##### Texto fuente
Es difícil entender que una organización que nace para batirse en duelo en las urnas de forma democrática no elija a sus propias estructuras de la misma forma. Es cierto que eso implica por lo general un alto coste: convertir a los compañeros de partido en rivales políticos a batir es la forma más fácil de desangrarse a machetazos -políticamente hablando-, ayudando más a tus rivales que a ti mismo. Pero también es verdad que ni siquiera las designaciones resultan pacíficas: Aznar eligió a Rajoy frente a Rato y con los años se convirtió en un rival interno, hasta el punto que ha acabado saliendo del PP y amenazando con crear un nuevo partido.
##########
##### Registros de datos
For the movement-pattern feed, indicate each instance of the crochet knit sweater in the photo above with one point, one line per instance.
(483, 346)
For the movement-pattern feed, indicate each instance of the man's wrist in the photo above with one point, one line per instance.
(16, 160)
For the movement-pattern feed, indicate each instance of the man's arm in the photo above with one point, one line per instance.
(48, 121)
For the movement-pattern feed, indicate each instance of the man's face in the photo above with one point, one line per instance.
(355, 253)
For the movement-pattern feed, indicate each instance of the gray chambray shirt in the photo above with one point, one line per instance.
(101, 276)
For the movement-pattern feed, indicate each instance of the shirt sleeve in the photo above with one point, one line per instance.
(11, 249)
##########
##### Registros de datos
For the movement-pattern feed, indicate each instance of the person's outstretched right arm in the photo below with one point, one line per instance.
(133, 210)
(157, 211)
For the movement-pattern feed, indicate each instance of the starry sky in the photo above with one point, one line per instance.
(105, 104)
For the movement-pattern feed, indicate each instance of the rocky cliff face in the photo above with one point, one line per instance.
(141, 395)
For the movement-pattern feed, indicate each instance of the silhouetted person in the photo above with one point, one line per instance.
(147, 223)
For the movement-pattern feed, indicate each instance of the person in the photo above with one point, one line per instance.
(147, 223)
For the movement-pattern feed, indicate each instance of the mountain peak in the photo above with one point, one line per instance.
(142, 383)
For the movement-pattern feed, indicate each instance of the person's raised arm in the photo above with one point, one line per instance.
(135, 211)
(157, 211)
##########
- _Tareas_:
**a.** Enumera todas las personas que se mencionan por su nombre en el texto fuente.
**b.** Copia del texto fuente todo lo que va desde "Es difícil entender" hasta "un nuevo partido.", sustituyendo "partido" por "formación".

- _Respuestas en orden_:
**a.** Aznar, Rajoy, Rato

**b.**
Es difícil entender que una organización que nace para batirse en duelo en las urnas de forma democrática no elija a sus propias estructuras de la misma forma. Es cierto que eso implica por lo general un alto coste: convertir a los compañeros de formación en rivales políticos a batir es la forma más fácil de desangrarse a machetazos -políticamente hablando-, ayudando más a tus rivales que a ti mismo. Pero también es verdad que ni siquiera las designaciones resultan pacíficas: Aznar eligió a Rajoy frente a Rato y con los años se convirtió en un rival interno, hasta el punto que ha acabado saliendo del PP y amenazando con crear un nuevo formación.